TEXTE FOURNI:
----

1. Sur l’écriture en milieu carcéral

Aucune étude approfondie sur la question de l’écriture en milieu carcéral ne semble avoir été menée, tout au moins dans le domaine de la psychologie clinique et de la psychanalyse.

C’est par le biais des travaux et publications sur la spécificité de l’intervention thérapeutique en prison – nous devons l’une des premières études importantes sur ce sujet à J. Hochmann : La relation clinique en milieu pénitentiaire (1964) – que peu à peu la dimension de la création a été plus précisément envisagée.

C. Balier, notamment, qui a développé les psychothérapies d’inspiration psychanalytique en milieu carcéral, consacre le dernier chapitre de son ouvrage Psychanalyse des comportements sexuels violents (1996), à « la restauration du fonctionnement métapsychologique » par la créativité. Il y évoque les diverses activités proposées en prison sous la forme d’ateliers qui conjoignent processus groupaux, mise en jeu du corps et activité de création : « elles concourent à favoriser une mise en forme métapsychologique : dans un cadre donné imposant des limites, ayant de ce fait une capacité de pare-excitation, les motions pulsionnelles peuvent s’exprimer et se figurer. Le Moi peut y trouver son développement par l’effet de restauration narcissique, d’encouragement à un rôle, actif de confortement d’une identité, de jeu des identifications, d’un rapport tendant à l’harmonie avec le Surmoi et l’Idéal du Moi sans esquive des conflits « (ibid., p. 237). Il prend soin de distinguer entre sublimation et idéalisation, citant à ce propos un écrit de C. Legendre.

----

DONNÉES FOURNIES:
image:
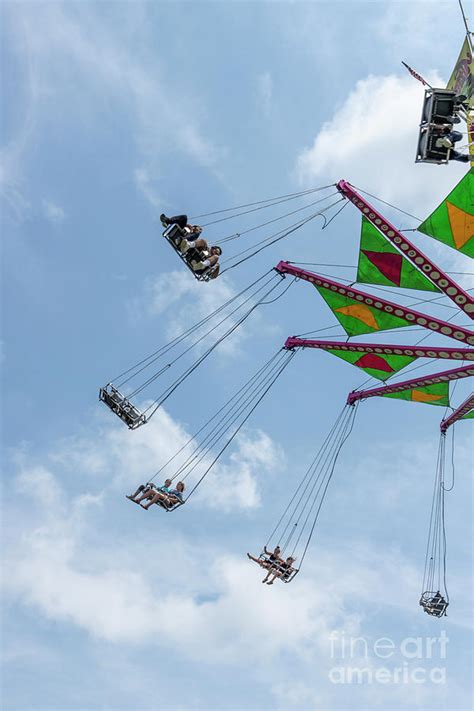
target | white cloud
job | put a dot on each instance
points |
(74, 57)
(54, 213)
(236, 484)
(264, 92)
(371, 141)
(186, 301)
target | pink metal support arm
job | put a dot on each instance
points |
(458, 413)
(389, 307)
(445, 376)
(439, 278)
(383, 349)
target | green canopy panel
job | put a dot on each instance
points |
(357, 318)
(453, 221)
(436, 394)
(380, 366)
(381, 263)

----

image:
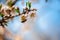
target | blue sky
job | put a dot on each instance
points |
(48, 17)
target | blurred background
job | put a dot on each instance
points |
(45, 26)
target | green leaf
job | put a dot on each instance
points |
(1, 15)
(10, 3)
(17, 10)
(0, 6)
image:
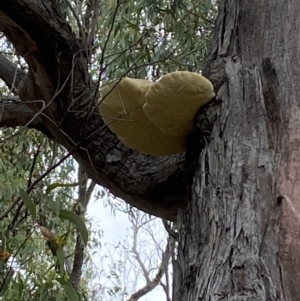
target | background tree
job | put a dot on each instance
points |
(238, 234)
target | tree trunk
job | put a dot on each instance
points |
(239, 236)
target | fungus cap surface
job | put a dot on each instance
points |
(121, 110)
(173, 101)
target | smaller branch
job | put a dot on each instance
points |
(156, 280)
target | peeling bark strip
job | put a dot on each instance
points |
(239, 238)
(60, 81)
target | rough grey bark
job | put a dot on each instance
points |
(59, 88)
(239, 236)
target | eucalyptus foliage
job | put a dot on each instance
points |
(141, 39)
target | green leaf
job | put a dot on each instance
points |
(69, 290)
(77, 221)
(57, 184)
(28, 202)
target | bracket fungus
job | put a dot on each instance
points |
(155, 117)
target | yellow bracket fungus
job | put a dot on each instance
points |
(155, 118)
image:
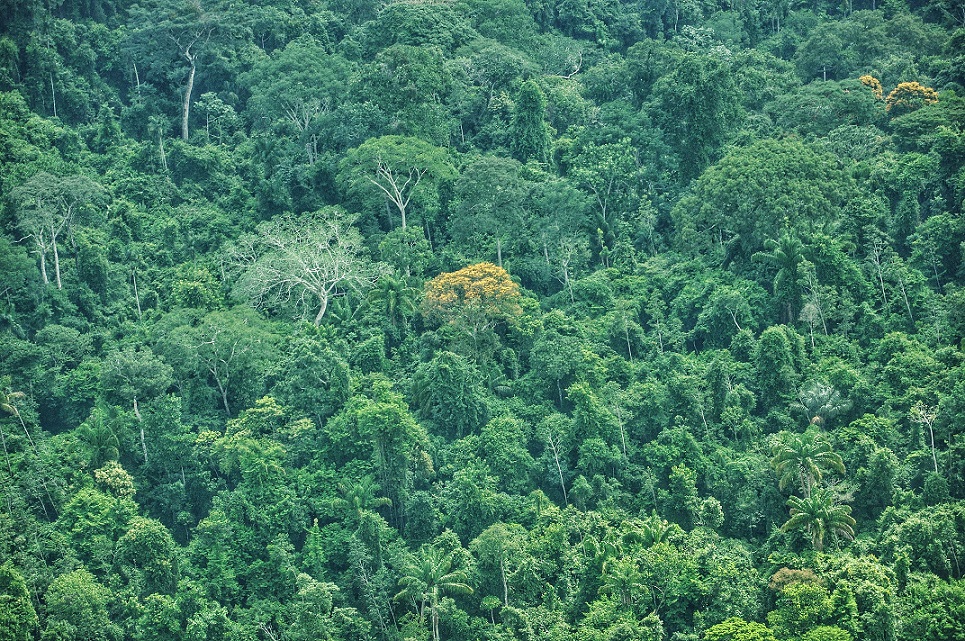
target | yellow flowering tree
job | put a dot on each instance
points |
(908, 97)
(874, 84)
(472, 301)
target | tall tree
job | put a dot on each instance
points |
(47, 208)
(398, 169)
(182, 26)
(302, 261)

----

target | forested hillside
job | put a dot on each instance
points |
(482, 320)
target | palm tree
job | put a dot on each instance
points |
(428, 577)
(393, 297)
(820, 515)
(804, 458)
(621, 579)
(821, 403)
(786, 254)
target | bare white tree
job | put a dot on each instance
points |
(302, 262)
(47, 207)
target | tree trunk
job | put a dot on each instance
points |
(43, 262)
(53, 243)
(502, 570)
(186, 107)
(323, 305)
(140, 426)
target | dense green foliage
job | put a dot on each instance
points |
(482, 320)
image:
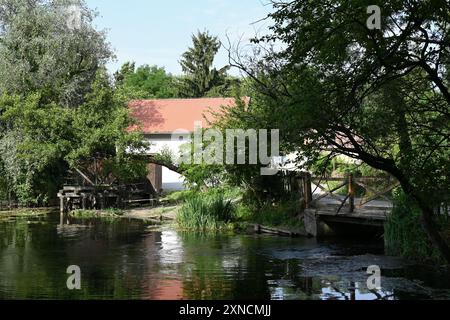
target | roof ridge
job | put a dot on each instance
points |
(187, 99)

----

CONSIGNE:
D'après le texte sur l'écriture en milieu carcéral, répondez s'il vous plaît aux questions suivantes :
1. Quel est le titre de l'étude de J. Hochmann citée dans le texte, et de quelle année date-t-elle ?
2. Dans quel ouvrage C. Balier consacre-t-il son dernier chapitre à « la restauration du fonctionnement métapsychologique » par la créativité ?
3. Entre quelles deux notions C. Balier prend-il soin de distinguer ?

CORRIGÉ:
1. La relation clinique en milieu pénitentiaire, de 1964.
2. Psychanalyse des comportements sexuels violents (1996).
3. Entre la sublimation et l'idéalisation.